■ Stated task:
Gather every row below that contains the string "track", and copy each such row in full. Case counts when matching.

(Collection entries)

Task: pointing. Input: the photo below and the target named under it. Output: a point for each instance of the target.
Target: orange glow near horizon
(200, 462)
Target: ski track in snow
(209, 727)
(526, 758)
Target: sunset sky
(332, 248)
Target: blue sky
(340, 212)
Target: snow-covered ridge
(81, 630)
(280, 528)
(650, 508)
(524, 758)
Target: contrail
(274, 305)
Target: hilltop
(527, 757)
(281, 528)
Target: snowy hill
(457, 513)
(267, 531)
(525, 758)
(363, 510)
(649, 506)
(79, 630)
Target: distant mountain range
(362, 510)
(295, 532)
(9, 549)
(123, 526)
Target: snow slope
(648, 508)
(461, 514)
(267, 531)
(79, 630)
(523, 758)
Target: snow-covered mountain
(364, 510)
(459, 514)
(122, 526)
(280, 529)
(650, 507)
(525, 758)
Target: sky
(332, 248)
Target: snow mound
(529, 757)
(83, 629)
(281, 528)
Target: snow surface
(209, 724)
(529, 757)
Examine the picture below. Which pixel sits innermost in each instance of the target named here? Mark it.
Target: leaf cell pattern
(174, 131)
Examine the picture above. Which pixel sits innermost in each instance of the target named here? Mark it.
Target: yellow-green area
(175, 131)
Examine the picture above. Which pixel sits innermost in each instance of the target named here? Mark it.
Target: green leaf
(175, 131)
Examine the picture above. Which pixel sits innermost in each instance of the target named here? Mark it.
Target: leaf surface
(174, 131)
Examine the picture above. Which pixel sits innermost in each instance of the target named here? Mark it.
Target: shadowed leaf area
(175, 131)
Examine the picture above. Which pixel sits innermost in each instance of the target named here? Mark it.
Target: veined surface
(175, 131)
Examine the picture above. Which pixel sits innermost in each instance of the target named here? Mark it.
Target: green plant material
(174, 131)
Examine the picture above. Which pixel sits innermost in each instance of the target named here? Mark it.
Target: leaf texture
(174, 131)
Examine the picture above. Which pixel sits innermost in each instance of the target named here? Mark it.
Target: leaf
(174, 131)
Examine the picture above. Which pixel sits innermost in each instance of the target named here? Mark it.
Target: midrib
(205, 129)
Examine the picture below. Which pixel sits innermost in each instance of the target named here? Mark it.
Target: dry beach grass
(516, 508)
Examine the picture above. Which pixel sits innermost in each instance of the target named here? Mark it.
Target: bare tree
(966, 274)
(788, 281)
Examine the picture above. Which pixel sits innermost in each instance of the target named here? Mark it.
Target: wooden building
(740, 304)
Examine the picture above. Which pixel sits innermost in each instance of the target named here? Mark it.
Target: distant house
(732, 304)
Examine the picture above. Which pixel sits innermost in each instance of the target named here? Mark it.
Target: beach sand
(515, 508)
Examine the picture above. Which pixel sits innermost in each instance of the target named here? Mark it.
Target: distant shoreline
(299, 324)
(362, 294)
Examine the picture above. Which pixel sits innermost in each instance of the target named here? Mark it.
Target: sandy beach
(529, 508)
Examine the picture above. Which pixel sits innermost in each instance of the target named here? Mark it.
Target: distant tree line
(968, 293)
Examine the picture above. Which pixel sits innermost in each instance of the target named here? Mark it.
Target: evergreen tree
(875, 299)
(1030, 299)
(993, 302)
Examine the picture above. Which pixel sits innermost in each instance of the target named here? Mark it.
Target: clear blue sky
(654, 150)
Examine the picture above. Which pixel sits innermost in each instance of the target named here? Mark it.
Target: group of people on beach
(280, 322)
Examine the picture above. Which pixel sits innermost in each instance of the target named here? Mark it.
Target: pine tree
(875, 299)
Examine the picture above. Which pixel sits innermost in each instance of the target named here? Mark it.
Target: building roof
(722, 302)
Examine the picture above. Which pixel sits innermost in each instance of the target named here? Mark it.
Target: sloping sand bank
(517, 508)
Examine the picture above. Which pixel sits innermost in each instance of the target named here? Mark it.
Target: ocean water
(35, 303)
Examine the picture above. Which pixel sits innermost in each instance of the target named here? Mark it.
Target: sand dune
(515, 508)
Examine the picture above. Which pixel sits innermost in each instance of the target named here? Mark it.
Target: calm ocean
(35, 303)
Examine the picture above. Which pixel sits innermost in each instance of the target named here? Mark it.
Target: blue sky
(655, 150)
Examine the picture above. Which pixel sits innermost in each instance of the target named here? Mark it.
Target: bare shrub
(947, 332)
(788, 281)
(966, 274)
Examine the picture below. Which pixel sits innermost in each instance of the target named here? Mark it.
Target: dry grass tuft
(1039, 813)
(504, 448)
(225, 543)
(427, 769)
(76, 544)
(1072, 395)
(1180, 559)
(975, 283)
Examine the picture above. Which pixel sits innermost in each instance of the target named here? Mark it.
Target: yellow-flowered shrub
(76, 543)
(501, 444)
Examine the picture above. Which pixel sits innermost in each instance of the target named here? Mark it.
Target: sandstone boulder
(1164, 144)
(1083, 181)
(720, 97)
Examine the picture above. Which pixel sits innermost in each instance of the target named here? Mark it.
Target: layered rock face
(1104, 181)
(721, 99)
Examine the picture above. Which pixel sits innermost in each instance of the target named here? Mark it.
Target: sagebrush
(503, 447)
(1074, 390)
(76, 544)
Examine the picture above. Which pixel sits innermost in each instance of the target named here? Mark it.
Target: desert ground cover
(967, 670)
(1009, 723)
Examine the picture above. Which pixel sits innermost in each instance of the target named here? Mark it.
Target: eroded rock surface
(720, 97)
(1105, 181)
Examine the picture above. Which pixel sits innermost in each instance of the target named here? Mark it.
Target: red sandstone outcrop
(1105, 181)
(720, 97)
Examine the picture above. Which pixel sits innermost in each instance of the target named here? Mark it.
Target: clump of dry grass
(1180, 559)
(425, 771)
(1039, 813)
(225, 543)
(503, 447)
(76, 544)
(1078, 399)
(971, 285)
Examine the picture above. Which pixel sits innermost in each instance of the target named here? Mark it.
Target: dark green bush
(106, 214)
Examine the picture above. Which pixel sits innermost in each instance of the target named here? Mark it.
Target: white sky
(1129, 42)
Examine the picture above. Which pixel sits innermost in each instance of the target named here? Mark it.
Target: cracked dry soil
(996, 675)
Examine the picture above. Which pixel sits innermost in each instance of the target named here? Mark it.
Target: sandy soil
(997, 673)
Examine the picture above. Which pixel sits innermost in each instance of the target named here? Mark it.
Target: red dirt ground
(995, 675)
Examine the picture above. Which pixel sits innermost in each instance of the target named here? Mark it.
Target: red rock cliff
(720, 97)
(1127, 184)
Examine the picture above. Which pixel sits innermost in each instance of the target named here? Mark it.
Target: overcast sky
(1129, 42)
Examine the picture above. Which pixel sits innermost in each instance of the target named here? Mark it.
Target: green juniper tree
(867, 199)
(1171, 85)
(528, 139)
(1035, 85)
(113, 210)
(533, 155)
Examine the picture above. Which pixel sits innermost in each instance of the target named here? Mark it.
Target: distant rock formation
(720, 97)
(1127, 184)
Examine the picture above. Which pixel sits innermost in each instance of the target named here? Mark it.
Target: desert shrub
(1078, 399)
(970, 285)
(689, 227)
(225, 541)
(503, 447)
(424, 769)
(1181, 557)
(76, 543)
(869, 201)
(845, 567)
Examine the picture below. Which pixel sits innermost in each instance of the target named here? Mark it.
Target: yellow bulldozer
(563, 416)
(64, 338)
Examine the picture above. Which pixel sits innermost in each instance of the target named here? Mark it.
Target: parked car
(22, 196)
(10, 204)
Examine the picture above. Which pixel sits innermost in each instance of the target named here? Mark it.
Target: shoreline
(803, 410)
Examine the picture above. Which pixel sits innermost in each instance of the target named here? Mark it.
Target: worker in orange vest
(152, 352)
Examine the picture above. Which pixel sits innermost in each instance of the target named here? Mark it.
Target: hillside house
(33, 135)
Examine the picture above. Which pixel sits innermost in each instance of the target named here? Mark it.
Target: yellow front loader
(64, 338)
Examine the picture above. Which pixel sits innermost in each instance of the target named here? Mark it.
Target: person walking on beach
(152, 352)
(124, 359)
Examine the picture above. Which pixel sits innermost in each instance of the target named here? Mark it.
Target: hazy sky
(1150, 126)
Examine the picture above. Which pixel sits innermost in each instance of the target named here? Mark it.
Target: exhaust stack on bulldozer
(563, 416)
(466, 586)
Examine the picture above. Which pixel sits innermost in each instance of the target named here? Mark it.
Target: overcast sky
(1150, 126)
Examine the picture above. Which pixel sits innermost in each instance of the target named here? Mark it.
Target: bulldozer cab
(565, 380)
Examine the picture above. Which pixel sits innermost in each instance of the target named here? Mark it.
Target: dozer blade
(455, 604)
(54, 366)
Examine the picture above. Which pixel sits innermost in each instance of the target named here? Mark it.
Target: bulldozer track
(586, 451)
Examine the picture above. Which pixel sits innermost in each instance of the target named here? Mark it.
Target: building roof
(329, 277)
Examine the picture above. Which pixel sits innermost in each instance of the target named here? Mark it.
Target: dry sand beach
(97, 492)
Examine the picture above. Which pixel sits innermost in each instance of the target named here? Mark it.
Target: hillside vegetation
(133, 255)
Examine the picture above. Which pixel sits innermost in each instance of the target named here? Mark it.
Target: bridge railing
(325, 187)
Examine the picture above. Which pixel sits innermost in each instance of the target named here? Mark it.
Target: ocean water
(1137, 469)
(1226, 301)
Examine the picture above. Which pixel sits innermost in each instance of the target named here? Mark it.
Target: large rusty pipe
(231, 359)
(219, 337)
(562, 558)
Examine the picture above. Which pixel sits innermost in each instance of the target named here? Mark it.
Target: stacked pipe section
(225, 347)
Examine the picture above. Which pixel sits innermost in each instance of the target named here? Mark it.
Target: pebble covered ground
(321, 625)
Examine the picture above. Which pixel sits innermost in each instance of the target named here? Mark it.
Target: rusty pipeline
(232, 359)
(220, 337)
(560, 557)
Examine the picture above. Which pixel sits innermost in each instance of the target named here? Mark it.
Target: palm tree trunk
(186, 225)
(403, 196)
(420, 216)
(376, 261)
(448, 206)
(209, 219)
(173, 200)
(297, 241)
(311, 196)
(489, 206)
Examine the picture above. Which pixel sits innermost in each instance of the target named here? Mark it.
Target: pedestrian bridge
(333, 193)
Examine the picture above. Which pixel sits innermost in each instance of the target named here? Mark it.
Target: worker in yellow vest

■ Worked solution:
Target: ski track in snow
Target: bulldozer track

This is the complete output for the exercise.